Task brief: Look through the lines below for the word "location", and copy every line that has it.

Point localization data:
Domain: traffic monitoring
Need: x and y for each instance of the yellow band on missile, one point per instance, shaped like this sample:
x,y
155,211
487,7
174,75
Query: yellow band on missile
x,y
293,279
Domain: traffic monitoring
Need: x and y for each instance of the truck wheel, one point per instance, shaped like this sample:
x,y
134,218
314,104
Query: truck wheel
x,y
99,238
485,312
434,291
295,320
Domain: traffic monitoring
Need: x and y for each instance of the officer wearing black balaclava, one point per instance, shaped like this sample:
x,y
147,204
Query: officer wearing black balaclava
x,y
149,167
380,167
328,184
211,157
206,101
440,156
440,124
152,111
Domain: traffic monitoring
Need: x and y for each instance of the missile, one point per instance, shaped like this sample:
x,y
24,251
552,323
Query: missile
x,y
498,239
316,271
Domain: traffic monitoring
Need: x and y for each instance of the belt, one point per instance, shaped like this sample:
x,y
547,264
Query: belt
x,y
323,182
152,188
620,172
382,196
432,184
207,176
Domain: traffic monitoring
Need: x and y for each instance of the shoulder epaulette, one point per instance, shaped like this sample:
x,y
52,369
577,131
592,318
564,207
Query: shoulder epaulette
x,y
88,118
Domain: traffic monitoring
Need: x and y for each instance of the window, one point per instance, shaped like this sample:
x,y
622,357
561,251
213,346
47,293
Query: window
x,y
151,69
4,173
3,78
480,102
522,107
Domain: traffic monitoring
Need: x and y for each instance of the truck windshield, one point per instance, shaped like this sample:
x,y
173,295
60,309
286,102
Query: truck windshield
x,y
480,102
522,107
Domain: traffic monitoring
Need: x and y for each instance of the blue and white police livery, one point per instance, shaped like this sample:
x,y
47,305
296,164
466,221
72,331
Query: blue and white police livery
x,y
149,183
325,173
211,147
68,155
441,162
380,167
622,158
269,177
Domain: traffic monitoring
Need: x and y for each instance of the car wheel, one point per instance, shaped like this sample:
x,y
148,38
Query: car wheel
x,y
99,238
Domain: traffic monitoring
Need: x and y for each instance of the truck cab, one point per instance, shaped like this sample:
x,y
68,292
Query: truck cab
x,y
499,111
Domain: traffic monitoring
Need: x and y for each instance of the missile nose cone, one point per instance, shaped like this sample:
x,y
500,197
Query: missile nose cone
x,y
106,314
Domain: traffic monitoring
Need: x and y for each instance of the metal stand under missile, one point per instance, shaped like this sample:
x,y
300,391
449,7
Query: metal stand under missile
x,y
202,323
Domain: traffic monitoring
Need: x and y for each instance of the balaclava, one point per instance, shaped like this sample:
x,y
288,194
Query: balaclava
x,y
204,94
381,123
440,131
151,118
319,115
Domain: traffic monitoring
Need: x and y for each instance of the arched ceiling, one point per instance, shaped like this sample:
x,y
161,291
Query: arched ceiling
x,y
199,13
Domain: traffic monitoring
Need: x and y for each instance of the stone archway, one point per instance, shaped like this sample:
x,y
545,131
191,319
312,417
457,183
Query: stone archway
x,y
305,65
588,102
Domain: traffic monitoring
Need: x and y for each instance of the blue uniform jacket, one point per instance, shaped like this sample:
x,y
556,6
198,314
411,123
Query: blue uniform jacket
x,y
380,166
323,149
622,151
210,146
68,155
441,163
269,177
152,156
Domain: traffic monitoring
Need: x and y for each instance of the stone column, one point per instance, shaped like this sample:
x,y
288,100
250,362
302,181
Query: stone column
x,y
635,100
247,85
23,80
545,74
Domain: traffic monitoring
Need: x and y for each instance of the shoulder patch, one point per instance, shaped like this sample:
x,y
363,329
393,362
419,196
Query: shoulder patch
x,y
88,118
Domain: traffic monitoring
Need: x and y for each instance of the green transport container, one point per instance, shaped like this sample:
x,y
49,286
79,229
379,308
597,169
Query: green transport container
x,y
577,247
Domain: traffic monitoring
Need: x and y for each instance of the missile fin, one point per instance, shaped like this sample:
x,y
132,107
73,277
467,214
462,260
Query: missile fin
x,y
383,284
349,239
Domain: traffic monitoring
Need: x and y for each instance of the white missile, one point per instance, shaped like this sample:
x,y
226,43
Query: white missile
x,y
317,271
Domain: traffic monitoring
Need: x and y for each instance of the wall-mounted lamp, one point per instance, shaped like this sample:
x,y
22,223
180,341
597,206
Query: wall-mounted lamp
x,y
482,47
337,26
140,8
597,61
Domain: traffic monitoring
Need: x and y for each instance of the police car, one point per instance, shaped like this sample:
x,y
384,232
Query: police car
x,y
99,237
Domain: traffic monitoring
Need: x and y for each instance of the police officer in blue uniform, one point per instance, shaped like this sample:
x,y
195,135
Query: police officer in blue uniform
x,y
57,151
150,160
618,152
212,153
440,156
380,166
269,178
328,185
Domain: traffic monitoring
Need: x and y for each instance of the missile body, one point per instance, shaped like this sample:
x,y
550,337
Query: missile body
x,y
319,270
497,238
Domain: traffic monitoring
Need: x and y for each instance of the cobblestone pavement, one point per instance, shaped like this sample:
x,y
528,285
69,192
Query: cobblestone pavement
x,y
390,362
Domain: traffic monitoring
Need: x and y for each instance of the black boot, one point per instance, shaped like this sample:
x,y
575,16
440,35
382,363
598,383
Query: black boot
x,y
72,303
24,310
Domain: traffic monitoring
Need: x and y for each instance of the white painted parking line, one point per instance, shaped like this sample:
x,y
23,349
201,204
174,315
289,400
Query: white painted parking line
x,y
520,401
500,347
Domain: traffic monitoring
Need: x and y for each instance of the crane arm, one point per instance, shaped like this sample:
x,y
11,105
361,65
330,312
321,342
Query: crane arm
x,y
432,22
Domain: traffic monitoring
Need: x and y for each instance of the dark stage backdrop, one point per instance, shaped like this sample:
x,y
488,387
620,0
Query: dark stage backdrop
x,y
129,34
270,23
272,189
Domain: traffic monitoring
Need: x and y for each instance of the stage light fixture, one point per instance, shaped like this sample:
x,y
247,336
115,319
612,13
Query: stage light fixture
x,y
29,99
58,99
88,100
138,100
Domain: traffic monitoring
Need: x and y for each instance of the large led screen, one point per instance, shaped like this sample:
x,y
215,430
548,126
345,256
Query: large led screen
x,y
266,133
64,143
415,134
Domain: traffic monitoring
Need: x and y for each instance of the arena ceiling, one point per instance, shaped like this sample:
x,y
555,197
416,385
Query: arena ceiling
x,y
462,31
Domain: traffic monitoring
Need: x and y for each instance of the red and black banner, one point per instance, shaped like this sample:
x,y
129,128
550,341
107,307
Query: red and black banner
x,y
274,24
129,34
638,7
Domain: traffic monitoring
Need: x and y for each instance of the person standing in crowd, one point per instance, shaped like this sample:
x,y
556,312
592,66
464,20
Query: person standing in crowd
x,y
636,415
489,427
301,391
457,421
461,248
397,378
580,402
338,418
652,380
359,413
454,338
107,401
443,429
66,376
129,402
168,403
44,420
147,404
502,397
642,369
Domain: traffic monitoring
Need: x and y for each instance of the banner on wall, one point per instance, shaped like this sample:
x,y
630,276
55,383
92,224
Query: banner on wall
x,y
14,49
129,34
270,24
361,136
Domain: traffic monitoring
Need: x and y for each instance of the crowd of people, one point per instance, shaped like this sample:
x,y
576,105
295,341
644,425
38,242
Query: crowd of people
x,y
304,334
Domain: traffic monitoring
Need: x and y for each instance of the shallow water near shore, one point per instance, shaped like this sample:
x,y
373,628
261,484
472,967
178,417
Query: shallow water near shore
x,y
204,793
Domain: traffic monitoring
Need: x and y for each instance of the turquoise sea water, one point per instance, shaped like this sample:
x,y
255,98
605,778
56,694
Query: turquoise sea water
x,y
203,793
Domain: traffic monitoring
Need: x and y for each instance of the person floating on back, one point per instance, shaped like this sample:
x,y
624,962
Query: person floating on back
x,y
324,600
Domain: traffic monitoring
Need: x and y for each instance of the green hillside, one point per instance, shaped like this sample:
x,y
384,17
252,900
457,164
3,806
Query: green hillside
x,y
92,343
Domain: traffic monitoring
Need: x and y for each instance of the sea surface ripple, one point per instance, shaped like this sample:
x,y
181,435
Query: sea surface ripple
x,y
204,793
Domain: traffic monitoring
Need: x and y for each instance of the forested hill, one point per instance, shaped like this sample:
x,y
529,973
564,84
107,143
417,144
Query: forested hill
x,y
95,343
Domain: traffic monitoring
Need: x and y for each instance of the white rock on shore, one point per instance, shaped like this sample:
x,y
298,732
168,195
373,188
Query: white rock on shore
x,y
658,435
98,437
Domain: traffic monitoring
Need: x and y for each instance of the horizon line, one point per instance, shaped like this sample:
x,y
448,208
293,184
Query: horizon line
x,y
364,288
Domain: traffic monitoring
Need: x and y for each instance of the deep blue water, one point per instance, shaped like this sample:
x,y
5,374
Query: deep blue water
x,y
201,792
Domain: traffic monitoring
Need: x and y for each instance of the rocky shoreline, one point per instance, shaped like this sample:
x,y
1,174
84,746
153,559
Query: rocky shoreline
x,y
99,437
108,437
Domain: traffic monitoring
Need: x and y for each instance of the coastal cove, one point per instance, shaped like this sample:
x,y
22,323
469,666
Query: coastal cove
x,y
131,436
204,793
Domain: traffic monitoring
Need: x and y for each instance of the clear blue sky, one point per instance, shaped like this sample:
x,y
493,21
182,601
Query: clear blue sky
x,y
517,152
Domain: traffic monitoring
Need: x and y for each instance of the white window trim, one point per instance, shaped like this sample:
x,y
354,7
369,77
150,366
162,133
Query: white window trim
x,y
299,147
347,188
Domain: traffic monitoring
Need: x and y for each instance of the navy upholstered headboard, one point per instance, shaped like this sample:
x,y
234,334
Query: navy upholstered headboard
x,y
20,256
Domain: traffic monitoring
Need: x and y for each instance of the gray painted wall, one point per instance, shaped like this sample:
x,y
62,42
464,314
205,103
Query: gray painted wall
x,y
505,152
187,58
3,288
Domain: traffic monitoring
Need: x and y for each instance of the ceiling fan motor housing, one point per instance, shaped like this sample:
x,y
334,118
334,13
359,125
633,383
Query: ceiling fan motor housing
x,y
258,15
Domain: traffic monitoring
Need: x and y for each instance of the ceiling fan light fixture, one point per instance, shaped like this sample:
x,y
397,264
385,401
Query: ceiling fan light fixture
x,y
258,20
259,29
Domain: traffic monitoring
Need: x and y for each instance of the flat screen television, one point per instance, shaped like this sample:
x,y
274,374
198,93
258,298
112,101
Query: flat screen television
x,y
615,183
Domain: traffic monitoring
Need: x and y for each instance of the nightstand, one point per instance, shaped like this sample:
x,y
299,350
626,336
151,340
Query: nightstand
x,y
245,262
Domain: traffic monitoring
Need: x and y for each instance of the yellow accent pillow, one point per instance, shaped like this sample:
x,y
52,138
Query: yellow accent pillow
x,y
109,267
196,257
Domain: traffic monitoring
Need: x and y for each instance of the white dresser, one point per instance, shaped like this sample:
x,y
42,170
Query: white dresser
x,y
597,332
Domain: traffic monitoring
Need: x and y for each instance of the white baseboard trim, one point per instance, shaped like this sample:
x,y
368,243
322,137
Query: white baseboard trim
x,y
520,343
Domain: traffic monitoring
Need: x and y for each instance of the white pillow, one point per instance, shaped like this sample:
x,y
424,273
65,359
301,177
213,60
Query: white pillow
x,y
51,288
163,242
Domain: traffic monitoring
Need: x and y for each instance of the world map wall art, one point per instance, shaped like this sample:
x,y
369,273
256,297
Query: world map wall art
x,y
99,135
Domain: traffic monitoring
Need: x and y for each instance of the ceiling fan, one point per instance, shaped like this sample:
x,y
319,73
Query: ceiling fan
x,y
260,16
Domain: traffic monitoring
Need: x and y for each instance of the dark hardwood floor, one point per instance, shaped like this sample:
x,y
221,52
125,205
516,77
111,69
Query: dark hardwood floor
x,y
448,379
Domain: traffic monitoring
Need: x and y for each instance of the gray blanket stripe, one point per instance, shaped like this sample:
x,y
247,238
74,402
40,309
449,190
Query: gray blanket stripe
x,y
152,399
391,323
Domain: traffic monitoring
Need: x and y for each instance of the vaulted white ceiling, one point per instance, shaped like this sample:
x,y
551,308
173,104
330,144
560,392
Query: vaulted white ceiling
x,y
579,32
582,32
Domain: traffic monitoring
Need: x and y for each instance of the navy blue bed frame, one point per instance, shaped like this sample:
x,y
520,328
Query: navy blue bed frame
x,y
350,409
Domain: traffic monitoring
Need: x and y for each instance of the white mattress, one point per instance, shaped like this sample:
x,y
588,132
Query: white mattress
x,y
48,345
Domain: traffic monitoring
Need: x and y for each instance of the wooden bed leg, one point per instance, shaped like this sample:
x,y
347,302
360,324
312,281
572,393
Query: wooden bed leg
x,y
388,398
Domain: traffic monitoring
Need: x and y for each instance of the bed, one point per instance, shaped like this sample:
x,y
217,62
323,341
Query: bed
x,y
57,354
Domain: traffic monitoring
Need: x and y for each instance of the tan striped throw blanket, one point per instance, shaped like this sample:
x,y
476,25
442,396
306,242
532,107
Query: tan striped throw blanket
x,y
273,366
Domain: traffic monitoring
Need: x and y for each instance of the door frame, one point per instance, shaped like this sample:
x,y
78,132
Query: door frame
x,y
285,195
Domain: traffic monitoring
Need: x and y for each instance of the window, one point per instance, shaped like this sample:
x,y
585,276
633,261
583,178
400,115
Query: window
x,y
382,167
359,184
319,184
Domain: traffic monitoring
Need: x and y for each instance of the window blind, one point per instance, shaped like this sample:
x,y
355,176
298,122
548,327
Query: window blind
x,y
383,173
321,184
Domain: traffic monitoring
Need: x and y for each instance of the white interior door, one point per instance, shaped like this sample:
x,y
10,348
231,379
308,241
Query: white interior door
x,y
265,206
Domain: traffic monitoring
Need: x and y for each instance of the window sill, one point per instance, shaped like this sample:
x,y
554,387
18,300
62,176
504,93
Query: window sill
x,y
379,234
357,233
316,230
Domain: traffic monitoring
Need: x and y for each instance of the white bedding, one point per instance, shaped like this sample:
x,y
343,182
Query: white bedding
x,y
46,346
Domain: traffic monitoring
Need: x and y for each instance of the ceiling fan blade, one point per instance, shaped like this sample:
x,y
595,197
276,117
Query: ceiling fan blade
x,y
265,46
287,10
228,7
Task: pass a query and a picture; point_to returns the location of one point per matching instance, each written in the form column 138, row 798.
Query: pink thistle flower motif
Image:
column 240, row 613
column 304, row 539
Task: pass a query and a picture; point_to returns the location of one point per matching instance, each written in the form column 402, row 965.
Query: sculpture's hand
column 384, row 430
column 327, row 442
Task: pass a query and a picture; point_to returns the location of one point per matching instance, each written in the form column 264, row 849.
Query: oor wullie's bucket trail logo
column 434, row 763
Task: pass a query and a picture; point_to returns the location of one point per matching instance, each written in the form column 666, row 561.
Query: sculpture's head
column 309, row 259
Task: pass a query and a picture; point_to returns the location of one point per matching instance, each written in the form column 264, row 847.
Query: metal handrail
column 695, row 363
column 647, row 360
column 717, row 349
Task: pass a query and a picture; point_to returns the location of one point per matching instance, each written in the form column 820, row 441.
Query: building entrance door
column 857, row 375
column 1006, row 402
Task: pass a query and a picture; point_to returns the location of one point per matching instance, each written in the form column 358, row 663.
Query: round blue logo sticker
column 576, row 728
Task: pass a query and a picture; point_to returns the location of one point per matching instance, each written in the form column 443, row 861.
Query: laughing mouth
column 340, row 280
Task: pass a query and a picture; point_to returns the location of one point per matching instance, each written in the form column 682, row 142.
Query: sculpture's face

Completed task:
Task: pass a query and a picture; point_to returns the location of one point per matching instance, each written in the form column 138, row 798.
Task: pass a query and a picture; point_to returns the location of one point per matching instance, each written in the form column 402, row 965.
Task: pass a query and a picture; point_to returns the location of one point per matching instance, each written in the form column 264, row 849.
Task: pass a query and a picture; point_to returns the location of one point per matching instance, each written in the form column 666, row 561.
Task: pass a query and a picture; point_to returns the location of one point per matching instance, each written in the form column 264, row 847.
Task: pass a query and a picture; point_to returns the location of one point per matching instance, each written in the form column 820, row 441.
Task: pass a query and a picture; point_to returns the location of one point per matching instance, each written in the form column 358, row 663.
Task: pass a query and a picture; point_to returns the location of one point per matching instance, each written in the form column 443, row 861.
Task: pass a query and a picture; point_to returns the location of one point per matching instance, each written in the form column 682, row 142.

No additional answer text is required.